--- Start ---
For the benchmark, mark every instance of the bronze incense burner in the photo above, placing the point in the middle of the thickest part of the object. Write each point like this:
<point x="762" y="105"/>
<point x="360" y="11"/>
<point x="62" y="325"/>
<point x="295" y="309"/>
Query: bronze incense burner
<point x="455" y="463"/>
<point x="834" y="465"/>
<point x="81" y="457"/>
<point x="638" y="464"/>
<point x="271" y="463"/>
--- End ---
▸ Aim:
Rewrite the records above, changing "bronze incense burner" to "brass incense burner" wherever it occurs and keeping everything else the same.

▸ Output of the task:
For the benchmark, mark every instance of the brass incense burner in the photo above, placing the point in the middle of the thickest part of the object. Write each point like this:
<point x="762" y="105"/>
<point x="360" y="11"/>
<point x="62" y="325"/>
<point x="295" y="309"/>
Query: brass incense burner
<point x="455" y="463"/>
<point x="834" y="465"/>
<point x="81" y="457"/>
<point x="638" y="464"/>
<point x="271" y="463"/>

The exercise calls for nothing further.